That's only to 2014 in the quickLook analysis, 2015 in the detailed and 2016 haven't bothered since I already know . You can download from the DangInvestor's Research Exchange your own copy then update the rest.


----------



## ReXXar

Nice charts, you find it a good program?  I still don't quite know why, sure capex/cash flow decreased due to decrease in capex but why is that, when MND gets a new contract to build something, from what I understand and correct me if I'm wrong, they're basically a consultancy company, so for any construction projects they don't own the assets, the assets belong to the clients, so why did we see those huge capex numbers 5 years before then steadily decreasing to almost nothing now, unless they also bought many construction machinery that they need for construction and stopped buying ever since?? 

also, what is this "net op cash b4 interests to both net capex & interests"?? I don't understand this

Regards to the second chart, yes working capital has consistently increased year on year, once again? why is this so from MND's business point of view?? As far as I know this is not really a good thing.  Also you said that CA is rising, while NCA is decreasing as a proportion of total assets, that means CL is rising faster than CA, is this what you mean when you said the business is slowing down?

for the cash conversion cycle, that basically correlate directly working capital, as working capital increases cash conversion cycle also increase, which is a bad thing I think.  The cash cycle was negative in 2009, which means MND was able to collect their receivable way faster than paying to their supplier, and since then it steadily increased, as both receivable and payable days increased, with payables days rising faster than receivable days hence the increase in cash cycle, once again, why is this so??  Is MND delaying payments to their own suppliers due to their own customers delaying payments?  And if so why are all their customers delaying payments, is this some kind of industry thing?


----------



## galumay

Its typical of the cycle of mining services companies that operate in a cyclical commodity based sector. Capex is high in the boom times as they gear up, earth moving equipment, cranes, drilling rigs, and all the Capex associated with expanding workforce and worload.

*-*-*

- Exercises:
A – In the forum thread about MND's finances, in which year was the cash conversion cycle negative?
B – Continue the forum thread about MND's finances, starting after its last sentence.
The items have no connection to the forum thread about MND's finances.

Items listed in a dataset
*-*-*

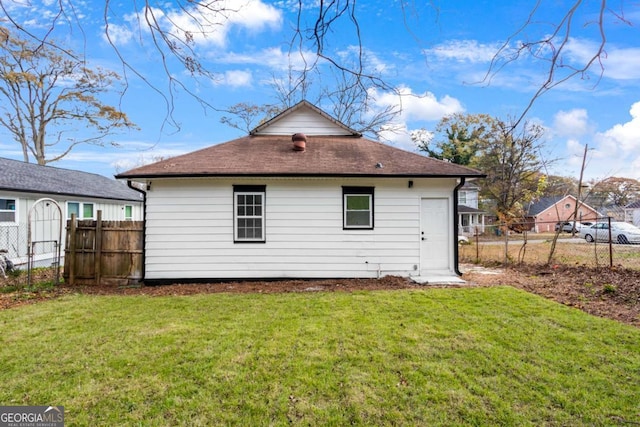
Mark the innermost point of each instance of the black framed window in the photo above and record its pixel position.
(358, 208)
(249, 213)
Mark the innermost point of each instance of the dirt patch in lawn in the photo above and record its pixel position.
(612, 293)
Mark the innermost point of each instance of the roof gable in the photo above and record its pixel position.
(304, 118)
(273, 155)
(331, 149)
(545, 203)
(32, 178)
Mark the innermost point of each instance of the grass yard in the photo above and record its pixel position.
(466, 356)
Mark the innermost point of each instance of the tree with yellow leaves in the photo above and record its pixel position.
(50, 103)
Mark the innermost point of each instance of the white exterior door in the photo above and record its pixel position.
(435, 234)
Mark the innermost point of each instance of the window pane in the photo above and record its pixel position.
(87, 210)
(7, 216)
(249, 217)
(73, 208)
(358, 202)
(7, 205)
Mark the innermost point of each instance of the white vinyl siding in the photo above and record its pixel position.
(249, 215)
(306, 121)
(190, 230)
(8, 211)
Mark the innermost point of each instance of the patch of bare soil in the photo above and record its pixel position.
(612, 293)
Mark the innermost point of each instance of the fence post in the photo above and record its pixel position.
(476, 235)
(71, 235)
(610, 245)
(98, 250)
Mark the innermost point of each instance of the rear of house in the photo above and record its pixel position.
(325, 203)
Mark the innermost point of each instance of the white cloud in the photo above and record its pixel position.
(237, 78)
(274, 58)
(415, 108)
(625, 136)
(464, 51)
(207, 24)
(571, 123)
(617, 63)
(418, 107)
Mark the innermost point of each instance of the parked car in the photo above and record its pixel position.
(570, 226)
(621, 232)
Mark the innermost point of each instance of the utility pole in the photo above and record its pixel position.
(575, 212)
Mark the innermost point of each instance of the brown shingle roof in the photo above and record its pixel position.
(273, 155)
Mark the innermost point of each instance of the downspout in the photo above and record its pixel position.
(455, 226)
(144, 226)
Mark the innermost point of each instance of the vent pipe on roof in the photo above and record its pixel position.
(299, 141)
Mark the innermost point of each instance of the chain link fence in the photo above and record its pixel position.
(13, 239)
(549, 242)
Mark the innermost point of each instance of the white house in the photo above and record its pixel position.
(632, 213)
(23, 184)
(323, 203)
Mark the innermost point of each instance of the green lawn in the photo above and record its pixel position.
(472, 356)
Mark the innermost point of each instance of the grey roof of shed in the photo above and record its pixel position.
(32, 178)
(633, 205)
(273, 155)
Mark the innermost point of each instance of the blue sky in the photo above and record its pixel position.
(440, 52)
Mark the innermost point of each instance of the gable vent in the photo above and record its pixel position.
(299, 141)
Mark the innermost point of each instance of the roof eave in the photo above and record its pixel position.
(86, 196)
(297, 175)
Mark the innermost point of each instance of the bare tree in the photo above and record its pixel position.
(345, 99)
(46, 98)
(316, 30)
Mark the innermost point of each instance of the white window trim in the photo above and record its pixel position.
(358, 191)
(81, 209)
(248, 190)
(125, 213)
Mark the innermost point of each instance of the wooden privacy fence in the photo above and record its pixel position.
(103, 252)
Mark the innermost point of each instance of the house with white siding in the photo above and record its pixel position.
(632, 213)
(301, 196)
(39, 199)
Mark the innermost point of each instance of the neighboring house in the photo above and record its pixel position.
(323, 203)
(546, 212)
(632, 213)
(615, 212)
(470, 218)
(22, 184)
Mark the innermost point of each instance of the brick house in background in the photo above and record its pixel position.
(546, 212)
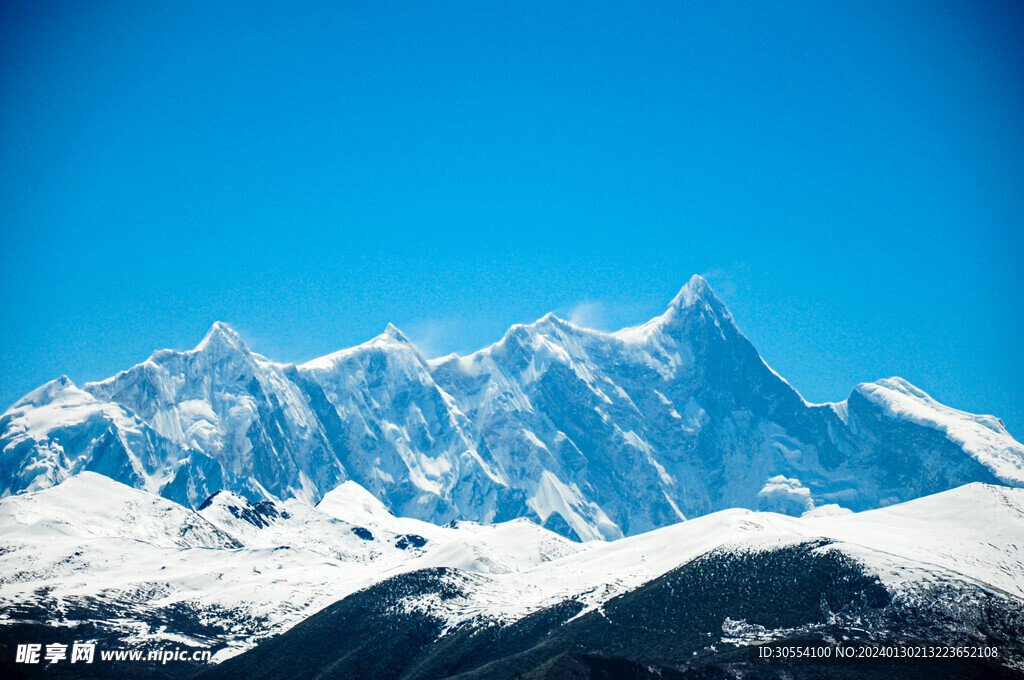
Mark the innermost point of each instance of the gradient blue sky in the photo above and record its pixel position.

*-*-*

- Responses for each task:
A – 2009

B –
As the boom came to a close obviously Capex dropped as the work stopped rolling in and costs needed to be reduced, employee numbers dropped, no new equipment was bought and some was sold off.

I havent bothered to look at the cash cycle stuff as generally its not a metric i consider in valuation, but I would assume its also related to the nature of the business and sector.


----------



## luutzu

ReXXar said:


> Nice charts, you find it a good program?  I still don't quite know why, sure capex/cash flow decreased due to decrease in capex but why is that, when MND gets a new contract to build something, from what I understand and correct me if I'm wrong, they're basically a consultancy company, so for any construction projects they don't own the assets, the assets belong to the clients, so why did we see those huge capex numbers 5 years before then steadily decreasing to almost nothing now, unless they also bought many construction machinery that they need for construction and stopped buying ever since??




Yes I do find DangInvestor an awesome business analysis and valuation program, there is nothing like it in the world. And that's not just because I wrote it from scratch but because it is really that awesome 






Just added the 2015 and 2016 data...

From above chart, Net Capex is defined as cash spent (outflow) on PPE after deducting cash received from sales and disposal of PPE (inflow). So the negative Net Capex meant MND sold more PPE than spent on new ones.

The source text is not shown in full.